▶ _Objective A_:
Condense the paragraph of the Look Homeward article that begins "Born Oct. 3, 1900" into a short bulleted list that keeps its main facts.
▶ _Objective B_:
Rescale the part of the records that opens with the line containing "of the blurred" and closes with the line containing "[(454, 753)]", both included. Reproduce each line, requests too, with every coordinate in the answers multiplied by 1.65 and rounded to the nearest whole number, halves rounded up.

▶ _Extract to read_:
Look Homeward: A new monthly series on influential WNC writers

WHEN IN OTEEN: Author Terry Roberts poses outside the Oteen cabin where Thomas Wolfe stayed while visiting Asheville in 1937. Photo by Thomas Calder

The following conversation with local author Terry Roberts marks the launch of “Look Homeward,” a new monthly feature focused on writer Thomas Wolfe. The series is inspired by the show “One True Podcast,” which is hosted by author Mark Cirino and invites fellow writers, historians, artists and scholars to discuss the work and life of Ernest Hemingway. “Look Homeward” strives to do something similar, albeit with a Western North Carolina bend.

Born Oct. 3, 1900, Wolfe chronicled much of his life in Asheville through his autobiographical fiction. His best-known novel, Look Homeward, Angel (1929), is a coming-of-age story about a young boy raised inside his mother’s boardinghouse. For readers new to the area, the property that inspired the tale — the Old Kentucky Home — still stands in downtown Asheville and can be toured Tuesday-Saturday.

Though Wolfe will be the initial focus of the “Look Homeward” feature, the monthly column will eventually shift focus to other celebrated writers with ties to WNC. Future candidates include Wilma DykemanJohn Ehle and O. Henry.

Xpress: In the spirit of “One True Podcast,” let us begin with your one true sentence from author Thomas Wolfe. 

Roberts: It turns out that I know Wolfe only too well. Way too many sentences came to mind, so I ended up choosing one that is more personal. The following is from Chapter 5 of Look Homeward, Angel:

“Eugene watched the sun wane and redden on a rocky river, and on the painted rocks of Tennessee gorges: the enchanted river wound into his child’s mind forever.”

What is it about this sentence that speaks to you as a reader, and what does it reveal about Wolfe as a writer?

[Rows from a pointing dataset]

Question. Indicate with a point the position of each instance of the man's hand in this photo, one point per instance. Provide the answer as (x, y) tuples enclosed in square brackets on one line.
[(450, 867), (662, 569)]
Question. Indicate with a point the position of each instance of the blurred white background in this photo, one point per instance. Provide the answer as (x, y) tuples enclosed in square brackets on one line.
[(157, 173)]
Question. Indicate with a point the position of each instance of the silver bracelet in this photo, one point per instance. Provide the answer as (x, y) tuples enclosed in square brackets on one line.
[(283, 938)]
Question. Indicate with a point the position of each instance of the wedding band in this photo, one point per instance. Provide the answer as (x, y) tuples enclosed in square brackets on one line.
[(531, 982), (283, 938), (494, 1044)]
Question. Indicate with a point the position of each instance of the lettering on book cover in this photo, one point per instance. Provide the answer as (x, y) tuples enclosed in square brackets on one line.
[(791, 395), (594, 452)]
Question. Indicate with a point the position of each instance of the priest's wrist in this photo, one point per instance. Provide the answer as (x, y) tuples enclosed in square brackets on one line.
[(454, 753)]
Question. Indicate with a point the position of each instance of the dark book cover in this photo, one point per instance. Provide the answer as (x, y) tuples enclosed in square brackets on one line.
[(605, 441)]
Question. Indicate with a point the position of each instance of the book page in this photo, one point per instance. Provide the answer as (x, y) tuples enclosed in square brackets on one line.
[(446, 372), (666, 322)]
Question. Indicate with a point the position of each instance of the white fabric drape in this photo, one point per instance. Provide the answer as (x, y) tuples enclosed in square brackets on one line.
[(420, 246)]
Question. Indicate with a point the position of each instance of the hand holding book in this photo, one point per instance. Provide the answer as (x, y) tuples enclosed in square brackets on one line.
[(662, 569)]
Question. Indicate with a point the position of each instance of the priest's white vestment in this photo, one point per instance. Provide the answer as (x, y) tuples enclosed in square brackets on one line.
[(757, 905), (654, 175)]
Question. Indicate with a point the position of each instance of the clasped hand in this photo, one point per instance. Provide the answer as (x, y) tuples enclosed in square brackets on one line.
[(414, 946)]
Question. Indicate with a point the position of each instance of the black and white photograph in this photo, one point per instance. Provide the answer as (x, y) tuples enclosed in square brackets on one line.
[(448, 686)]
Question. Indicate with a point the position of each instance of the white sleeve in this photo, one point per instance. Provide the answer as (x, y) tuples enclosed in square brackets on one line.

▶ _Written solution A_:
- Thomas Wolfe was born Oct. 3, 1900, and wrote about much of his Asheville life in autobiographical fiction.
- His best-known novel, Look Homeward, Angel (1929), is a coming-of-age story about a boy raised in his mother's boardinghouse.
- The property that inspired it, the Old Kentucky Home, still stands in downtown Asheville and can be toured Tuesday through Saturday.

▶ _Written solution B_:
Question. Indicate with a point the position of each instance of the blurred white background in this photo, one point per instance. Provide the answer as (x, y) tuples enclosed in square brackets on one line.
[(259, 285)]
Question. Indicate with a point the position of each instance of the silver bracelet in this photo, one point per instance. Provide the answer as (x, y) tuples enclosed in square brackets on one line.
[(467, 1548)]
Question. Indicate with a point the position of each instance of the wedding band in this photo, one point per instance. Provide the answer as (x, y) tuples enclosed in square brackets on one line.
[(876, 1620), (467, 1548), (815, 1723)]
Question. Indicate with a point the position of each instance of the lettering on book cover in this photo, one point per instance. Provide the answer as (x, y) tuples enclosed in square brackets on one line.
[(1305, 652), (980, 746)]
Question. Indicate with a point the position of each instance of the priest's wrist in this photo, one point per instance. Provide the answer as (x, y) tuples enclosed in square brackets on one line.
[(749, 1242)]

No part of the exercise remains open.